WHAT TO PRODUCE: Produce an exact copy of all the data below, dropping every image.

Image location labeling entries
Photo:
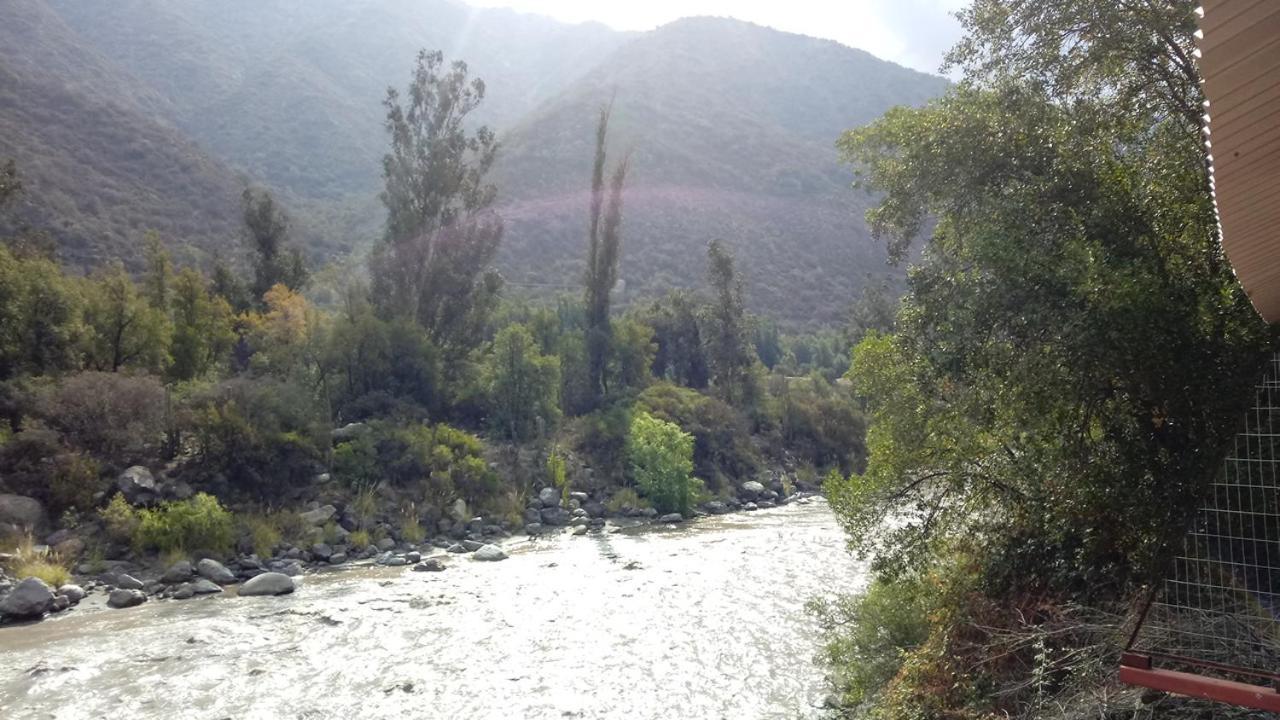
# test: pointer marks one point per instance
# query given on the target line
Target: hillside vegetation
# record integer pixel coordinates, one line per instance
(731, 128)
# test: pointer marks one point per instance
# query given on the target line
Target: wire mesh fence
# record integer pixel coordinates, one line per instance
(1220, 606)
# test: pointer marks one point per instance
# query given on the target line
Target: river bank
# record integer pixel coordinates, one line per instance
(696, 620)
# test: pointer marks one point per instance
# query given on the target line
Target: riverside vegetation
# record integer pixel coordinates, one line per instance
(266, 414)
(1014, 446)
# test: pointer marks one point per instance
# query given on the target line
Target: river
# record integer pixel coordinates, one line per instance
(704, 621)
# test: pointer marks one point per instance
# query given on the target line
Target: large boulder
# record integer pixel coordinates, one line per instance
(127, 582)
(28, 598)
(320, 515)
(268, 583)
(21, 511)
(73, 593)
(202, 586)
(557, 516)
(122, 597)
(215, 572)
(490, 554)
(137, 484)
(178, 573)
(549, 497)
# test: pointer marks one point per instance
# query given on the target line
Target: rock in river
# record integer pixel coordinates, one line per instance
(127, 582)
(179, 572)
(214, 570)
(73, 593)
(122, 597)
(549, 497)
(30, 598)
(489, 552)
(268, 583)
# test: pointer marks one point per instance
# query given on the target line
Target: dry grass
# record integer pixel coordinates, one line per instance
(31, 563)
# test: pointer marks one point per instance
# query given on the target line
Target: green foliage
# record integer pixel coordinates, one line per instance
(437, 463)
(871, 634)
(433, 264)
(410, 525)
(604, 245)
(1070, 360)
(661, 459)
(202, 327)
(74, 482)
(522, 386)
(123, 328)
(728, 350)
(360, 540)
(680, 356)
(41, 320)
(119, 519)
(186, 525)
(624, 499)
(819, 423)
(385, 368)
(556, 475)
(722, 441)
(265, 436)
(266, 236)
(118, 418)
(263, 531)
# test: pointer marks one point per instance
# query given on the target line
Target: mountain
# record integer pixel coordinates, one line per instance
(291, 90)
(731, 130)
(97, 164)
(140, 114)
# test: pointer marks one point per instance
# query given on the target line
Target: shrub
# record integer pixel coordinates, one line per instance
(624, 499)
(438, 461)
(264, 534)
(27, 563)
(119, 519)
(869, 634)
(74, 482)
(115, 417)
(411, 528)
(661, 458)
(265, 436)
(360, 540)
(200, 523)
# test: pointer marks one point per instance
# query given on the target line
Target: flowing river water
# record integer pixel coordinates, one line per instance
(705, 620)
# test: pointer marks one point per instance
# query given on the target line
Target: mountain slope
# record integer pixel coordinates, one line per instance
(99, 169)
(291, 90)
(731, 128)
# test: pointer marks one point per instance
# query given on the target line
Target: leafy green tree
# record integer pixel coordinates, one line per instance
(728, 347)
(433, 265)
(10, 185)
(680, 355)
(630, 355)
(268, 236)
(522, 384)
(661, 460)
(604, 244)
(41, 319)
(123, 328)
(204, 328)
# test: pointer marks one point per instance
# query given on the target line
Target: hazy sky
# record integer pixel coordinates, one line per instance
(912, 32)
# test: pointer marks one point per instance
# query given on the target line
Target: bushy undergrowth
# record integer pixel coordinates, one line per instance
(187, 525)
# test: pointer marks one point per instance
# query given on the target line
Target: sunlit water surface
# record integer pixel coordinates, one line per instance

RESULT FOR THIS TASK:
Photo:
# test: pointer marks one point per instance
# query given on the target line
Target: hillside vegetation
# record integer pixel coordinates, one line per instance
(731, 128)
# test: pointer marks one point per instance
# query given on the target line
Target: wire mesh fence
# record integer pixel coordinates, one line per instance
(1220, 606)
# test: pointer marks one point per instance
# query given on the target line
Target: river bank
# record integer pixel coordinates, one line per instance
(696, 620)
# test: pointer marks one point per instance
# query given on the target line
Target: riverside vegetation
# record integer pixel coordinates, one line per instance
(266, 414)
(1014, 446)
# test: pointer marks one point per instance
# query given on the target line
Target: river
# record integer pixel coordinates, one line per instance
(704, 621)
# test: pointer marks one point per instance
# query given on the target line
Target: large boulder
# record integer pixel coordinates, one line per instance
(127, 582)
(28, 598)
(320, 515)
(268, 583)
(21, 511)
(73, 593)
(202, 586)
(557, 516)
(122, 597)
(215, 572)
(490, 554)
(137, 484)
(178, 573)
(549, 497)
# test: pointer marks one point per instance
# query given on the target line
Target: rock in river
# record integer pixel coordinates, one line per instance
(127, 582)
(179, 572)
(214, 570)
(73, 593)
(122, 597)
(549, 497)
(30, 598)
(489, 552)
(268, 583)
# test: pointer marks one point per instance
# query given on the target line
Target: dry grass
# record integer pixel coordinates, one line per instance
(31, 563)
# test: pointer marks one point per instance
# query given on the target line
Target: green foliage
# record integer pixel coordinates, one line per instance
(437, 463)
(871, 634)
(433, 264)
(410, 525)
(604, 245)
(1070, 360)
(661, 459)
(202, 327)
(74, 482)
(522, 386)
(123, 328)
(728, 350)
(360, 540)
(680, 356)
(41, 320)
(119, 519)
(186, 525)
(624, 499)
(819, 423)
(385, 368)
(556, 475)
(722, 441)
(265, 436)
(266, 236)
(118, 418)
(263, 531)
# test: pointer marks one point per instance
# query given on the target line
Target: mountain
# record integer pixel coordinates, one line per instance
(291, 90)
(731, 130)
(97, 164)
(140, 114)
# test: pointer marks one point per instance
# query given on the target line
Target: shrub
# record integer pixel coordinates, one line per instance
(624, 499)
(438, 461)
(264, 534)
(27, 563)
(119, 519)
(869, 634)
(74, 482)
(115, 417)
(411, 528)
(661, 458)
(265, 436)
(360, 540)
(200, 523)
# test: pointer marks one point per instance
# query given on the target line
Target: flowing river water
# record integer pixel coordinates, one line per instance
(705, 620)
# test: pointer marks one point per instance
# query given on the target line
Target: mountain slope
# record integer pixel coordinates, one line per instance
(99, 169)
(291, 90)
(731, 128)
# test: pointer marks one point per instance
# query given on the target line
Target: leafy green tree
# record integer pixel coordinates, one line per instance
(728, 347)
(433, 265)
(10, 185)
(680, 355)
(630, 355)
(268, 236)
(522, 384)
(661, 460)
(604, 244)
(41, 319)
(123, 328)
(204, 328)
# test: pointer marks one point per instance
# query given on the target line
Target: hazy sky
# record integer pixel coordinates, one line per instance
(912, 32)
# test: pointer marks one point per instance
# query given on the target line
Target: bushy undergrowth
# record integer pixel coordinates, one line per instance
(187, 525)
# test: pointer marks one point per instance
# query given on the target line
Target: sunlit water surface
# record integer pixel coordinates, one line per instance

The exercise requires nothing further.